[GIVEN INSTRUCTION 1] Edit the rows starting at the line containing "You should see the reindeer hoof" and ending at the line containing "0;176;52;221": change "subway tile" to "ceramic tile" and leave everything else as it is. Return only those lines.

────────────────────────────────────────

To be fair, Otis did endeavor to take things somewhat further, deploying in Asserted and Proved a host of legal citations and pragmatic assertions as to why it was improper, impolitic, and impractical for the present government in Britain to continue along the path that the Sugar Act portended. That being said, his core conviction – the thing that subsequent commentators most often echoed – was moral, spiritual, and essential. It wasn’t that Parliament couldn’t tax the colonies directly, for clearly they could. And it wasn’t that such taxation would drive the colonists to rebellion, though obviously that is what happened. Rather, it was the moral character of the British state that stood to suffer in the event that the Sugar Act was maintained. Speaking to this conviction, Otis declared in Asserted and Proved that,

When the parliament shall think fit to allow the colonists a representation in the house of commons, the equity of their taxing the colonies, will be as clear as their power is at present of doing it without, if they please.

While thus tacitly admitting that Parliament could, if its members were so inclined, tax whomever it wished in America to the extent it so desired, Otis simultaneously affirmed the primacy of a higher consideration. Certainly it was possible for Westminster to extract whatever wealth it set its sight upon from the American people. For that matter, it may even have been preferable to do so, though Otis ably claimed otherwise. But no matter how capable Parliament may have been of achieving this end, and no matter what benefits may have accrued in the meantime, nothing could have made it right.

            Asserted and Proved may thus be said to share the unwavering moral certitude of Thomas Paine’s Common Sense in support of nearly the opposite central thesis. Paine wanted to save America from British rapacity by directing it down the path of independence. Otis almost certainly labored in hope of this same result, but seemed to believe that the best way to achieve it was to save the British Empire as a whole. Endeavoring to convince his audience that seating American MPs in Westminster was a sound proposal was thus far from naïve or delusional. Impractical or not, costly or not, inefficient or not, it was the only means he could conceive by which the British state might preserve its status as the steadfast guardian of the rights and liberties of its citizens. Granted, the people of British America stood to benefit measurably and directly from having permanent advocates stationed in the halls of Parliament. The presence of American MPs, for example, would surely have made legislation like the Sugar Act harder to pass, and likewise lessened the ability of British lawmakers to garrison soldiers among communities whose objections never reached their ears. But such advantages did not strike at the true purpose of such a reform. Again, the intention was fundamentally moral. Even if the elected representatives of the American people failed to stop their colleagues in Westminster from levying taxes upon the commerce of Boston or the agriculture of Virginia, or from stationing military personnel in every city and town across the breadth of the Thirteen Colonies, they, their constituents, and their fellow subjects in every corner of the Empire could at least take comfort in the knowledge that the proper forms had been observed, the ancient precedents followed, and the rights of the people respected and observed.

────────────────────────────────────────

[GIVEN INSTRUCTION 2] In the passage on Otis and Asserted and Proved, what three things could the people of the Empire take comfort in knowing had happened, even if American representatives failed to stop taxation?

[DATA FOR THIS EXERCISE]
────────────────────────────────────────

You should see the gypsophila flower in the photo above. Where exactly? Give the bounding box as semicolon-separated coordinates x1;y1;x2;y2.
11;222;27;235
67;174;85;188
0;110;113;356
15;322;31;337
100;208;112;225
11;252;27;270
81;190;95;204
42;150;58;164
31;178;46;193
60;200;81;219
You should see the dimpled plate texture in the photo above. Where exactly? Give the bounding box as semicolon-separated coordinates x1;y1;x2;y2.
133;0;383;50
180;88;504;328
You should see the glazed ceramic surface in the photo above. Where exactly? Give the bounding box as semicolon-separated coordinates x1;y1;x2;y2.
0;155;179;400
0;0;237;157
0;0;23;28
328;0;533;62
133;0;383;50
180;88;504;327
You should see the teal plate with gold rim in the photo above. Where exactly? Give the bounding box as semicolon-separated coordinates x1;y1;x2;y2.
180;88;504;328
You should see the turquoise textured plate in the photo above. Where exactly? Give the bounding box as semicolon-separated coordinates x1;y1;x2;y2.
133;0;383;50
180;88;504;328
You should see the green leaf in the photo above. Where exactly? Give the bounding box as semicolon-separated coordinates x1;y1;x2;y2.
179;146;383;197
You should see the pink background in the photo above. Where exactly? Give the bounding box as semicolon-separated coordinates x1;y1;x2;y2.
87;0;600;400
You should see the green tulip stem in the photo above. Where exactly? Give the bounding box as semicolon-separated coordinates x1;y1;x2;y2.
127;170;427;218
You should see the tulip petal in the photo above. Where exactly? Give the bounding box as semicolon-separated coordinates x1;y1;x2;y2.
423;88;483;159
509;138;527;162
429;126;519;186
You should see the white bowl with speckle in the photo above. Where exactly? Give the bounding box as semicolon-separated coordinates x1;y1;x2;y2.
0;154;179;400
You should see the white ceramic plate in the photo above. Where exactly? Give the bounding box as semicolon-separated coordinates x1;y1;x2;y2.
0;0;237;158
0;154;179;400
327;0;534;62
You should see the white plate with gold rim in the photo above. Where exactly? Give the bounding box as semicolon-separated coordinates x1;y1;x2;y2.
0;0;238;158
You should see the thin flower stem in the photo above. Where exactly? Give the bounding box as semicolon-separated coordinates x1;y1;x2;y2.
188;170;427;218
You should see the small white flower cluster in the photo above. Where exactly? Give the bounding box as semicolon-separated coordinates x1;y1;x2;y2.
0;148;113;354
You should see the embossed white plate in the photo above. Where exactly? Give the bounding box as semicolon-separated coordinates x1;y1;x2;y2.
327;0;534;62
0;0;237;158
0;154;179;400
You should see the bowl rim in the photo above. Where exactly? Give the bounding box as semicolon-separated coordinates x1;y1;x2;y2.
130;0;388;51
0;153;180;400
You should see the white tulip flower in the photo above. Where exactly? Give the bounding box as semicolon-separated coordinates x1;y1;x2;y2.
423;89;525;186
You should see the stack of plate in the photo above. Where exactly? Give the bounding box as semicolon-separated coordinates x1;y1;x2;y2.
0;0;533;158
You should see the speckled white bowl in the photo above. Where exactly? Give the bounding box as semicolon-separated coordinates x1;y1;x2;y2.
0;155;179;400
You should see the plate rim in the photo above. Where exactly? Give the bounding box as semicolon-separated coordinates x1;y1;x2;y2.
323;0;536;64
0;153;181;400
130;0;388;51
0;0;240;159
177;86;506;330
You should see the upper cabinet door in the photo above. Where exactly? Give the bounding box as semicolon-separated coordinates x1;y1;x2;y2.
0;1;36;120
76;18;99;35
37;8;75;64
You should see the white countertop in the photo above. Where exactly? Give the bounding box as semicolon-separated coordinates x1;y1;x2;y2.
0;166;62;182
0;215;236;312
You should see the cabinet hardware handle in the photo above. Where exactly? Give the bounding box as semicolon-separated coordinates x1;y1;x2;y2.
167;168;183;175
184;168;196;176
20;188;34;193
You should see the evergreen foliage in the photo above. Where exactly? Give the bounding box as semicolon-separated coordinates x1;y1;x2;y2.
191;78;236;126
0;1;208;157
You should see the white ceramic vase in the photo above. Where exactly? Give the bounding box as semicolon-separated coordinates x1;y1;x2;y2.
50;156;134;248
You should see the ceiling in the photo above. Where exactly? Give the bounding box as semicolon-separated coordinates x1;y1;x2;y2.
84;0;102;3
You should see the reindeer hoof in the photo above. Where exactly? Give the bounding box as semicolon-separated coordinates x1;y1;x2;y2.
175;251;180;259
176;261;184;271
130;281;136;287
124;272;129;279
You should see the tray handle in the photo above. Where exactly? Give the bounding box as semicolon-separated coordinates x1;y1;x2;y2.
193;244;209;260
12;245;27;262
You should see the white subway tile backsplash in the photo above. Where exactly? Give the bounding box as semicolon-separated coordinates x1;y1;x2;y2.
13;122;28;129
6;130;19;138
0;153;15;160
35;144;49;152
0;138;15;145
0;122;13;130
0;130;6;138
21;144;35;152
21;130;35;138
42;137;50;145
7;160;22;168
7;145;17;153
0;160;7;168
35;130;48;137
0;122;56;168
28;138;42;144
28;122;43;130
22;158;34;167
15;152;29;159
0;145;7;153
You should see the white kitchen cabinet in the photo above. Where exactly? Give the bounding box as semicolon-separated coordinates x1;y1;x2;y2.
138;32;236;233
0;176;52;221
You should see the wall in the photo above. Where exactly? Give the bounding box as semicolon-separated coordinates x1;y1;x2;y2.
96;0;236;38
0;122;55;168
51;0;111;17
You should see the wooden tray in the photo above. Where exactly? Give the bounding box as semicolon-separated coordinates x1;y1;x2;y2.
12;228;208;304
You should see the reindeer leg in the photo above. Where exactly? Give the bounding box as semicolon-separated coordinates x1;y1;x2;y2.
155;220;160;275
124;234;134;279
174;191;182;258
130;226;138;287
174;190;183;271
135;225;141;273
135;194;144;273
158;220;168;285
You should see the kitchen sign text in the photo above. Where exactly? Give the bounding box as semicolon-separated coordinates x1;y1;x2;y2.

────────────────────────────────────────

[EXERCISE SOLUTION 1]
You should see the reindeer hoof in the photo above. Where exactly? Give the bounding box as semicolon-separated coordinates x1;y1;x2;y2.
175;251;180;259
176;261;184;271
130;281;136;287
124;272;129;279
You should see the tray handle in the photo above. Where exactly? Give the bounding box as semicolon-separated coordinates x1;y1;x2;y2.
193;244;209;260
12;245;27;262
You should see the white ceramic tile backsplash in the photo above. Where exactly? Give the bounding box as semicolon-separated coordinates x1;y1;x2;y2.
13;122;28;129
6;130;19;138
0;153;15;160
35;144;49;152
0;138;15;145
0;122;13;130
0;130;6;138
21;144;35;152
21;130;35;138
42;137;50;145
7;160;22;168
7;145;17;153
0;160;7;168
35;130;48;137
0;122;56;168
28;138;42;144
28;122;43;130
22;158;34;167
15;152;29;159
0;145;7;153
You should see the white kitchen cabinet in the photo above. Where exactly? Give the bounding box as semicolon-separated coordinates x1;y1;x2;y2.
138;32;236;233
0;176;52;221

[EXERCISE SOLUTION 2]
- The proper forms had been observed.
- The ancient precedents had been followed.
- The rights of the people had been respected and observed.